-- Begin SOURCE EXCERPT --

I have to agree with JOYCEfromNS! If you want that scale length get the GIBBY!! You aren't
going to hurt anyone's feelings if you buy a LP! Hey if you can get one before 2007 you will
have one without the chambered body! I plan to get myself a GIBBY LP down the road and
it will be PRE-2007 with the solid body and not chambered! I just played two of the best
sounding most resonant "HB and P-90" electrics that I have put in my hand besides the RS-4!
wacko

Guys if you love the old LES PAUL JR's with a single P-90 or 2/P-90's you have got to check
out the PRAIRIEWOOD  "Midwesterner",KAUER "Daylighter;s" and the BRIAN MONTY "Rockmaster
I and II"!! These guitars are nothing short of amazing and I mean in build quality,playability and
most of all tone!!

-- End SOURCE EXCERPT --
-- Begin GIVEN DATA --

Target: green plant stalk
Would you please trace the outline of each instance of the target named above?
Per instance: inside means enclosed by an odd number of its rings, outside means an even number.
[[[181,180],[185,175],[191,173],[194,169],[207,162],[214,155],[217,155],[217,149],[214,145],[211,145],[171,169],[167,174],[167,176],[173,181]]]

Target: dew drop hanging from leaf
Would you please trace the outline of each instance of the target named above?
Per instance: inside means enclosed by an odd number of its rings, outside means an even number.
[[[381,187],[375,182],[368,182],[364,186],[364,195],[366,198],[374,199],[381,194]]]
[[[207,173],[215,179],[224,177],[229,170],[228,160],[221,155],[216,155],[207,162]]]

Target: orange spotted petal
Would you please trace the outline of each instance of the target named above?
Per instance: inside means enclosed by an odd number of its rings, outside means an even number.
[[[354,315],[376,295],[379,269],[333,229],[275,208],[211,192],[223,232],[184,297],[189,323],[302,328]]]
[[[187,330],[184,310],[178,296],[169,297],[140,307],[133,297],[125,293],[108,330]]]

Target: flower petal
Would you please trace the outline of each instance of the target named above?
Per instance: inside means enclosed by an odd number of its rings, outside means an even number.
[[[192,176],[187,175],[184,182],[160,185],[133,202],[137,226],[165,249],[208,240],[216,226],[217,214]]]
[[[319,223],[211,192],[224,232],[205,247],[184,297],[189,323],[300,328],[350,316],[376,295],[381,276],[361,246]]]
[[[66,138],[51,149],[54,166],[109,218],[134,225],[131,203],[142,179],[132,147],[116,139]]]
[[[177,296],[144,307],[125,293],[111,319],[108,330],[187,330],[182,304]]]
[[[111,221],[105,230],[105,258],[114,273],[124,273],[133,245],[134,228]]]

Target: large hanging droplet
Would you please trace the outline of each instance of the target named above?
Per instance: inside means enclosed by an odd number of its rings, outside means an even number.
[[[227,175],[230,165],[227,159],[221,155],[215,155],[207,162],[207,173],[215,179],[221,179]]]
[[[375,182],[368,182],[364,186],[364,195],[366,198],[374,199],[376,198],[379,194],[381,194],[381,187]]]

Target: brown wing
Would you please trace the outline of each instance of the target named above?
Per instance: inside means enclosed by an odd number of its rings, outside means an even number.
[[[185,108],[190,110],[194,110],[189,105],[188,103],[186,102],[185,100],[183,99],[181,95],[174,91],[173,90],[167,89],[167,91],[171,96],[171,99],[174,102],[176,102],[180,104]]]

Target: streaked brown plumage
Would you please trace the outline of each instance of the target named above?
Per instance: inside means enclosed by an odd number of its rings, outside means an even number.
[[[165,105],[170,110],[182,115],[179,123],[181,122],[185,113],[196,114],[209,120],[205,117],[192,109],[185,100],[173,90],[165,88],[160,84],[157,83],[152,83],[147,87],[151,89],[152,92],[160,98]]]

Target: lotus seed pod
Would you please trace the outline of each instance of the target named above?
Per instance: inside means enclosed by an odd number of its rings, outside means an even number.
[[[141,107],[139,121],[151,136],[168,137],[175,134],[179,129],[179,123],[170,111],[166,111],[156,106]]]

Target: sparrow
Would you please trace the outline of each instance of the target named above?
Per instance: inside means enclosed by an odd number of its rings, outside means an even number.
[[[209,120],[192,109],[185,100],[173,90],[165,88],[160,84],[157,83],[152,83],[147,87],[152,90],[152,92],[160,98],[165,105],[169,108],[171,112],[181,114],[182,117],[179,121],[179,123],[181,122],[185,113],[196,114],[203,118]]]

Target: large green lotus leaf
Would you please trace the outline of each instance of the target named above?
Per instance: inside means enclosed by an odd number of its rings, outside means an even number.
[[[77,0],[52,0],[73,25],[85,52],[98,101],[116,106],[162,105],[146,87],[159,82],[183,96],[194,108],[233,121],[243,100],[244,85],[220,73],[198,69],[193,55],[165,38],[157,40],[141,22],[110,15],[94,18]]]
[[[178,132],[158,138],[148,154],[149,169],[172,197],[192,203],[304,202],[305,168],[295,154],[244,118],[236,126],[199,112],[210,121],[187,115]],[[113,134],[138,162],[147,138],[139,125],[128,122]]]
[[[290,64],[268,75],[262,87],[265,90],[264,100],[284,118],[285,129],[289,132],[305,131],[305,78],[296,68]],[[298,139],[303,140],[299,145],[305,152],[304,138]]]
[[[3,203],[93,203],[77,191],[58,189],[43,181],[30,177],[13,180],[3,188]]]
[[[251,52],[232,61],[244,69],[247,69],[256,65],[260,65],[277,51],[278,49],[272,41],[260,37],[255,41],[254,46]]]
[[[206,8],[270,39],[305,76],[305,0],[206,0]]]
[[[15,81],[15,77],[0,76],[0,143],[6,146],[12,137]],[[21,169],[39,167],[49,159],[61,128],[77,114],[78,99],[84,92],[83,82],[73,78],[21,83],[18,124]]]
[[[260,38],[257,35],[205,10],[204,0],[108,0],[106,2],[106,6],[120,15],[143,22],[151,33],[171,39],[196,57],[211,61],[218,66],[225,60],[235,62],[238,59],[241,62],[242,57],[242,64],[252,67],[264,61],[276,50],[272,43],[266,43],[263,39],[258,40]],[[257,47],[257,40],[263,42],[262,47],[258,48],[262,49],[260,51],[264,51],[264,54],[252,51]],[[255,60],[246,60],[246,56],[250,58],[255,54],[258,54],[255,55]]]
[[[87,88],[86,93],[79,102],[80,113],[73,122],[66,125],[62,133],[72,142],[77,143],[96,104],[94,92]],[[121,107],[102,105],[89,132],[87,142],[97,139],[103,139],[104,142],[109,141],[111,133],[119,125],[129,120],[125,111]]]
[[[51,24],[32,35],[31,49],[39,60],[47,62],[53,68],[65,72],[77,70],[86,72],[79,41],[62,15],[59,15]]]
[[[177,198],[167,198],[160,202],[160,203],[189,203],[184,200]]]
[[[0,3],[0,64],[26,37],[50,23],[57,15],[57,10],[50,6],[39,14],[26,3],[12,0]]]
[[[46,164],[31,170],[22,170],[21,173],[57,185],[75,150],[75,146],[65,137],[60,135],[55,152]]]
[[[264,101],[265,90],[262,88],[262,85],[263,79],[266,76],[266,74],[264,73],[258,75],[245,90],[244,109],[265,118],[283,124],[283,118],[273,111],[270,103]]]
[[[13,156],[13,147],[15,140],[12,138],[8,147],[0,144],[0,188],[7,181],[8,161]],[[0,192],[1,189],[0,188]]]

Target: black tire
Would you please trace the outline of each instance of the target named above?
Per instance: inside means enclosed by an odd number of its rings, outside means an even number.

-- End GIVEN DATA --

#### [EXERCISE]
Print the guitar forum post verbatim between "Guys if you" and "of all tone!!", inclusive.

#### [EXPECTED OUTPUT]
Guys if you love the old LES PAUL JR's with a single P-90 or 2/P-90's you have got to check
out the PRAIRIEWOOD  "Midwesterner",KAUER "Daylighter;s" and the BRIAN MONTY "Rockmaster
I and II"!! These guitars are nothing short of amazing and I mean in build quality,playability and
most of all tone!!